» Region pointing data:
::::
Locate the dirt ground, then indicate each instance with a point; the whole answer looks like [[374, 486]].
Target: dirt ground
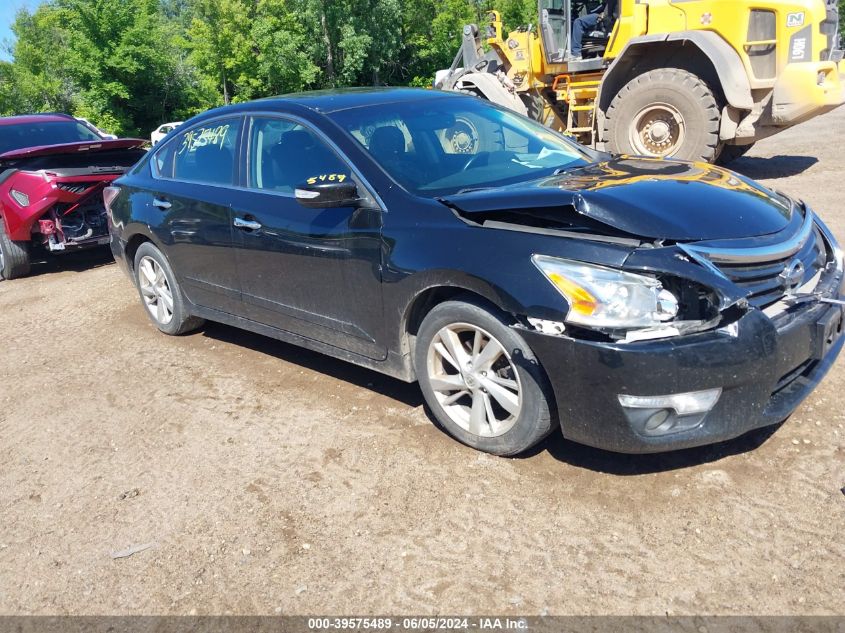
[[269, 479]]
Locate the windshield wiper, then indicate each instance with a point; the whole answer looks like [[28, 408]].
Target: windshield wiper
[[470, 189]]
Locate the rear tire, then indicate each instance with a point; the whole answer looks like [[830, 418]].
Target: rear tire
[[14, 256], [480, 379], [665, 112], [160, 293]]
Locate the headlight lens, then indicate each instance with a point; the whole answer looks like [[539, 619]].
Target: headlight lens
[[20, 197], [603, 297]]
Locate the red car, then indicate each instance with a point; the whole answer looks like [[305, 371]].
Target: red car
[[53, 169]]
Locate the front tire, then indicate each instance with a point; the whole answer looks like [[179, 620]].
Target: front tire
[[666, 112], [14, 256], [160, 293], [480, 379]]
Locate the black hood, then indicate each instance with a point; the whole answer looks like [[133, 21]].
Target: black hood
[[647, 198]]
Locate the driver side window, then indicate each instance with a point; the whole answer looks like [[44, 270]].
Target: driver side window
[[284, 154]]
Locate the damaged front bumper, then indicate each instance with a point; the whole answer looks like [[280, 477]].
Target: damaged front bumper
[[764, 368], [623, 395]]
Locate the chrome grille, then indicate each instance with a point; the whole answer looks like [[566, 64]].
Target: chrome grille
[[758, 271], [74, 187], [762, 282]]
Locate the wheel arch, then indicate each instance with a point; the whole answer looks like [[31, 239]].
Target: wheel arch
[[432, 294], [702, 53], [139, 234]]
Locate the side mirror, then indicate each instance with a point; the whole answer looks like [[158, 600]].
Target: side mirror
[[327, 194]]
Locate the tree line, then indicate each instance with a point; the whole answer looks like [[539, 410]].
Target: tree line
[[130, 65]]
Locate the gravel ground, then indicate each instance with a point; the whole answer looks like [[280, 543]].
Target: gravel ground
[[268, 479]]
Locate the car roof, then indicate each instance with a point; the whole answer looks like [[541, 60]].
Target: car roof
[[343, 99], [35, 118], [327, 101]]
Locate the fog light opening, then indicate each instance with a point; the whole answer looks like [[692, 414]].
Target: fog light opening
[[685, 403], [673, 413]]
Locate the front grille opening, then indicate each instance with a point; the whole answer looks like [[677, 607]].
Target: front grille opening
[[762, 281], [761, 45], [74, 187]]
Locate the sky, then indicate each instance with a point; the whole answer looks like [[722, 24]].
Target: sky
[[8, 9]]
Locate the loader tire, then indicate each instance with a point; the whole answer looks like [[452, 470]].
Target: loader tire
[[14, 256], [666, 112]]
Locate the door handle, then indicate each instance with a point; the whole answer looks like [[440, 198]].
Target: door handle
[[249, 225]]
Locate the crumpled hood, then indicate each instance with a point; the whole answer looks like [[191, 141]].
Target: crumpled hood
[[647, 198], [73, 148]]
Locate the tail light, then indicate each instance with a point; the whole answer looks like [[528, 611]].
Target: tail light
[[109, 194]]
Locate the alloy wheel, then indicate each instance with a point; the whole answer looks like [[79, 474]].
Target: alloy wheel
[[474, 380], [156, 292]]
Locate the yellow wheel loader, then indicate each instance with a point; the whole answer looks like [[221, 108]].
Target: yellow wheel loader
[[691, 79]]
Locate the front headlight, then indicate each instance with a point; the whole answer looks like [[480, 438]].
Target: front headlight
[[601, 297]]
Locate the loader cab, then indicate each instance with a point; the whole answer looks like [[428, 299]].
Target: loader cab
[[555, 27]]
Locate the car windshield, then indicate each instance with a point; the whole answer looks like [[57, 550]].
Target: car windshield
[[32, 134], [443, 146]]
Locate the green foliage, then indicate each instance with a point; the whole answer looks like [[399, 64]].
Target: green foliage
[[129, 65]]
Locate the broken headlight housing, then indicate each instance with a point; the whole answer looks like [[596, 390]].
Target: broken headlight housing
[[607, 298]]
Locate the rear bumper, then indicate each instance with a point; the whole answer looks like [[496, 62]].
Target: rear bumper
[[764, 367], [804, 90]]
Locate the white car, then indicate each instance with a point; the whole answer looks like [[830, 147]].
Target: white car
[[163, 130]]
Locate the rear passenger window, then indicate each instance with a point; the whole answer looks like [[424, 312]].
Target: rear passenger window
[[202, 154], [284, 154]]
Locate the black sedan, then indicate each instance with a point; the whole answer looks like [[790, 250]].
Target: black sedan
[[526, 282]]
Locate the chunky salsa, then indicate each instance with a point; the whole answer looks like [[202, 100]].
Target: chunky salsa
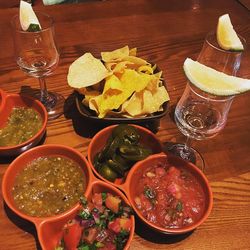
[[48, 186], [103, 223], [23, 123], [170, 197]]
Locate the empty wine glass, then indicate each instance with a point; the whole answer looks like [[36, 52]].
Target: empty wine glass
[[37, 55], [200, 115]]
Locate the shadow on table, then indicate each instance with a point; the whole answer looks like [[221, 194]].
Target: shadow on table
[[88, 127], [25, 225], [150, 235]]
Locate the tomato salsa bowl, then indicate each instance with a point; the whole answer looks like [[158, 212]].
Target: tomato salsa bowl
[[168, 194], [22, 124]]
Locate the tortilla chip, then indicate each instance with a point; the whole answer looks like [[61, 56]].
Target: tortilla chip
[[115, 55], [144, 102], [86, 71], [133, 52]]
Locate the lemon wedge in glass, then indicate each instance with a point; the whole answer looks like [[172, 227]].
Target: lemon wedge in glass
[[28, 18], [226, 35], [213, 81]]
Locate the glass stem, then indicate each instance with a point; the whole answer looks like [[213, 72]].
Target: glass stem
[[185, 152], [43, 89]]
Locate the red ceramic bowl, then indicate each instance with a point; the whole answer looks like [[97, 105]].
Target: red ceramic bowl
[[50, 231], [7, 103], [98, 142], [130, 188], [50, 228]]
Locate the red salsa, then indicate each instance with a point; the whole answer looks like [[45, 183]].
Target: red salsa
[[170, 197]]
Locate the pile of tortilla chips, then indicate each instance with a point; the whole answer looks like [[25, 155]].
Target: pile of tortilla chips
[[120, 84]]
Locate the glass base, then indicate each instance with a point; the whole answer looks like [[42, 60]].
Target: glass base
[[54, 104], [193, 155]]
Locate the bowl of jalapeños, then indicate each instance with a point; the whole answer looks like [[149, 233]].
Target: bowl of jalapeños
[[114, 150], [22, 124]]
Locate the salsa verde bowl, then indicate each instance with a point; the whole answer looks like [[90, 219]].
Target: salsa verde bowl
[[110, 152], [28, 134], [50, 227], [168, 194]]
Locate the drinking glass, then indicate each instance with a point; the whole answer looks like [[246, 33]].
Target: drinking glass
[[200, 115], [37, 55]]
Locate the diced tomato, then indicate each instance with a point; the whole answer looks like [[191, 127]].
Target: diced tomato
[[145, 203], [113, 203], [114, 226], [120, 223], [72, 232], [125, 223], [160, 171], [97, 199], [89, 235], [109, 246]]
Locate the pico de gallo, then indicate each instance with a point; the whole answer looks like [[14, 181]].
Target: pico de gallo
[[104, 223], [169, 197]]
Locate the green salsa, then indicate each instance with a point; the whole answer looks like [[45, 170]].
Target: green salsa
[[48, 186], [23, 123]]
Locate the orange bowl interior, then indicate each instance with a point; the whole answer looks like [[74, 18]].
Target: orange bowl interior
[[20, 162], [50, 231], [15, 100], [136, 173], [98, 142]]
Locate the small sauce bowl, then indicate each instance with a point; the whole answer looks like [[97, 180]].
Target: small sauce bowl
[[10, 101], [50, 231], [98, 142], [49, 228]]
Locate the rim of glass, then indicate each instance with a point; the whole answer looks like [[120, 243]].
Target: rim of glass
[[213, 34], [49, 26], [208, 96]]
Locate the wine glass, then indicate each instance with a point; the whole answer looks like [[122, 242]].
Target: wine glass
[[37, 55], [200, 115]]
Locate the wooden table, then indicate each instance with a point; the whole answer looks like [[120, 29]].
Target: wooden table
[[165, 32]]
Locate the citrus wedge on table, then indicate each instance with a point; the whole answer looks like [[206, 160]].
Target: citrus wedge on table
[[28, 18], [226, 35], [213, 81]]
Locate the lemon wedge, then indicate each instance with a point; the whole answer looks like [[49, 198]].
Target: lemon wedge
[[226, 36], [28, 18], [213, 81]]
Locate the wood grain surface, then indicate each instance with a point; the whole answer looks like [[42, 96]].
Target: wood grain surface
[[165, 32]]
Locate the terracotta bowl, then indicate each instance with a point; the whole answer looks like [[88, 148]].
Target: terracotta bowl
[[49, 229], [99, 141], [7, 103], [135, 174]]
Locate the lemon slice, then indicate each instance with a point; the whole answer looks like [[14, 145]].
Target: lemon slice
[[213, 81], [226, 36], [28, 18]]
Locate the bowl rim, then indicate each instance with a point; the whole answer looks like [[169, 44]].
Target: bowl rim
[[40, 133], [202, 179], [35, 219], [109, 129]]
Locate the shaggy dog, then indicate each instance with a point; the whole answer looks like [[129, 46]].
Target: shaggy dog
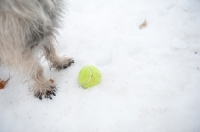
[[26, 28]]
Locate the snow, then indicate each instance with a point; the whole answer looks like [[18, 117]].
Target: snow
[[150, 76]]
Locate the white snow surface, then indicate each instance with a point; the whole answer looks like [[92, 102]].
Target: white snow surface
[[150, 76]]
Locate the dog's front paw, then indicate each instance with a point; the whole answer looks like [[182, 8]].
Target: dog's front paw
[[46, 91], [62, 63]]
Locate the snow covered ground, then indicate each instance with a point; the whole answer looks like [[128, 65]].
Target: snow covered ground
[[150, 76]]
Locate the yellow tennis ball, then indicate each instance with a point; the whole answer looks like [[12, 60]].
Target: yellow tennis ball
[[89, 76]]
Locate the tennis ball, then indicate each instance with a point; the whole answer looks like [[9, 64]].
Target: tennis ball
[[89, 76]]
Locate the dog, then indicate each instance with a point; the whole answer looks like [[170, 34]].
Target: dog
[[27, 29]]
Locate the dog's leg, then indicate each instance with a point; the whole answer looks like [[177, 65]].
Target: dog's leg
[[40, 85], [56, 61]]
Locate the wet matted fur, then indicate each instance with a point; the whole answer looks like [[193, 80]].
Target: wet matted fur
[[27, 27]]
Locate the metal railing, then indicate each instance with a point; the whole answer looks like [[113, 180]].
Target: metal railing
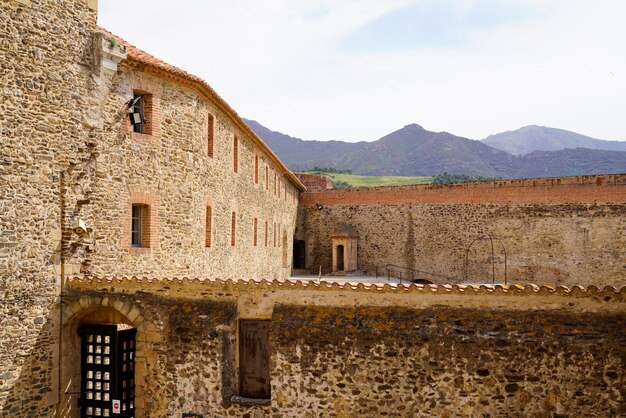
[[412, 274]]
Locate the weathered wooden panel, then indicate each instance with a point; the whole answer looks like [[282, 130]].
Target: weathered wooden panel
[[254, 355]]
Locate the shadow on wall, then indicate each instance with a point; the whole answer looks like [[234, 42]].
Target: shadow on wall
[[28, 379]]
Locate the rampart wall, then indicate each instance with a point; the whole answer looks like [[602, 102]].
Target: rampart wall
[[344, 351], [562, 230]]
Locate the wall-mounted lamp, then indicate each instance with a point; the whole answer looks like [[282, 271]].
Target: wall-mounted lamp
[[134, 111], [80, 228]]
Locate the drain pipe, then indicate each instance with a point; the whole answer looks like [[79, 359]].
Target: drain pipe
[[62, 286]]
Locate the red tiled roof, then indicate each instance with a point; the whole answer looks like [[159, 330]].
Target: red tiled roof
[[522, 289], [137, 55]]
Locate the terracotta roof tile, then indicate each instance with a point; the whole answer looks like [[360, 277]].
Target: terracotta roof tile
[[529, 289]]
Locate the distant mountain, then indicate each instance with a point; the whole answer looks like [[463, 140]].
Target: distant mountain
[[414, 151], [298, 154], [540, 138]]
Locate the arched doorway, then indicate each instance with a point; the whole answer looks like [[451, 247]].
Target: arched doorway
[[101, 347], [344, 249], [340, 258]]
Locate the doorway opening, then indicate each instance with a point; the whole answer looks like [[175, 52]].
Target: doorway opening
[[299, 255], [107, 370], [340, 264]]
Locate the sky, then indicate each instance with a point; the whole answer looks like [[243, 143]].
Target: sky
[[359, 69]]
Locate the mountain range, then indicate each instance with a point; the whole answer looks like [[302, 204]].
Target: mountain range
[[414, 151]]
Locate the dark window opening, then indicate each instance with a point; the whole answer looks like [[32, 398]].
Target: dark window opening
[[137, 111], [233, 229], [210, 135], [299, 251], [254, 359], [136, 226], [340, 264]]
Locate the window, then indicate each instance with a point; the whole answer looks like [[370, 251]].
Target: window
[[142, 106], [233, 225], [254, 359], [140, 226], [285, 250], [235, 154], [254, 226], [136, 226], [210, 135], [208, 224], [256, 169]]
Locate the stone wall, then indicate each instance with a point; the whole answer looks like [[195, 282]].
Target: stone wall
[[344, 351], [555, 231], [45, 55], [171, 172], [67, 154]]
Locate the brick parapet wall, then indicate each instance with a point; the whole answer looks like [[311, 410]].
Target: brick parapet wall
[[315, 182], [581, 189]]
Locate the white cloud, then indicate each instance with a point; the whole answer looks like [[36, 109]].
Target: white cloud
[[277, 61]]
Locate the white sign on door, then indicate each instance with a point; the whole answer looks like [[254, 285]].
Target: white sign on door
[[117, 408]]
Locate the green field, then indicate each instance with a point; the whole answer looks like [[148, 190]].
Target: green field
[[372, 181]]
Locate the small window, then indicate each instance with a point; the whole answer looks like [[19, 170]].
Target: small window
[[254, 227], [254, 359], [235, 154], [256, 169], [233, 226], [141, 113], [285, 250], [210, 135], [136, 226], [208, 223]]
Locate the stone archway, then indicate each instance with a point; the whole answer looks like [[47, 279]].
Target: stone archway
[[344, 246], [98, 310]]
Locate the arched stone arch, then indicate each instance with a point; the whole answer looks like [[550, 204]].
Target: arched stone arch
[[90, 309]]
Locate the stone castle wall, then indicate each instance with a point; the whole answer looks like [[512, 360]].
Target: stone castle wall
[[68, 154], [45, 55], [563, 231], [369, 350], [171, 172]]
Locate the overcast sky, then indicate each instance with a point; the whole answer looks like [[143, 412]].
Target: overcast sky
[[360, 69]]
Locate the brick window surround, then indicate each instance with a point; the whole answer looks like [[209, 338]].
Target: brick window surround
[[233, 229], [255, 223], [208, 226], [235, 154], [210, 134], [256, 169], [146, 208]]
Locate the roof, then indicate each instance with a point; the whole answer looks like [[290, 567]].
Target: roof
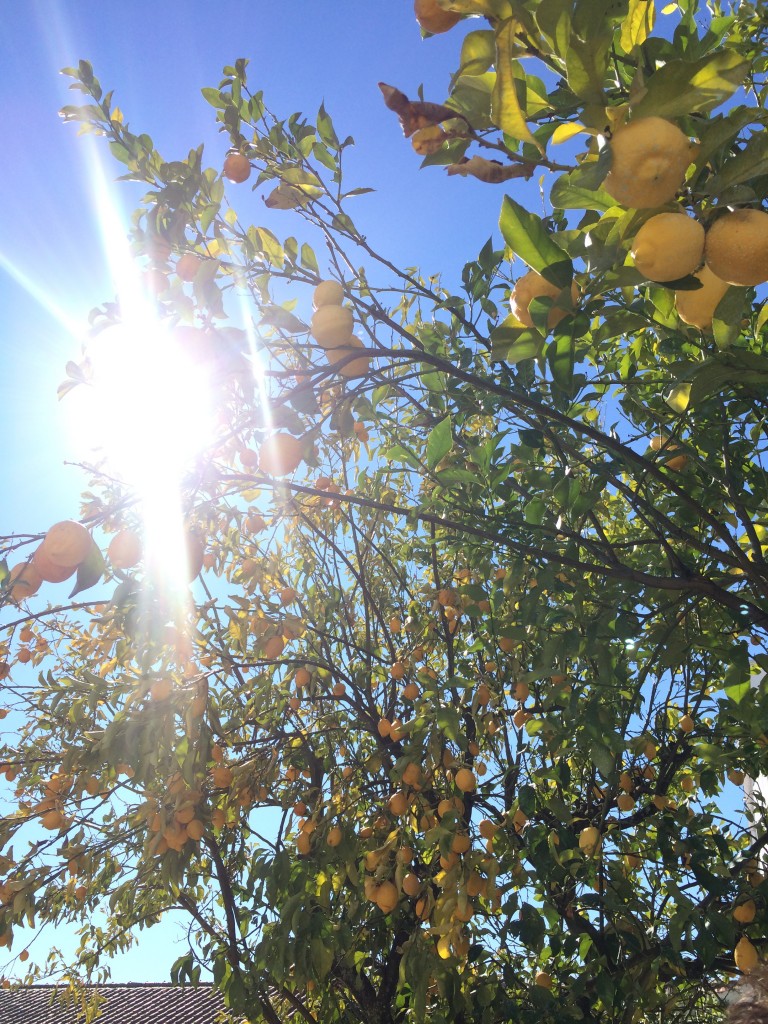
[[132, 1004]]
::::
» Work item: What is needed is the exact run of lines from the start of the data through the line with "Locate the windshield", both ends included, minus the pictures.

» Problem solution:
Locate the dirt ground, then indicate each instance with a point; the whole answer looks like [[374, 486]].
Target: dirt ground
[[269, 479]]
Locate the windshield wiper, then indicate each instance with a point; the whole answer looks like [[28, 408]].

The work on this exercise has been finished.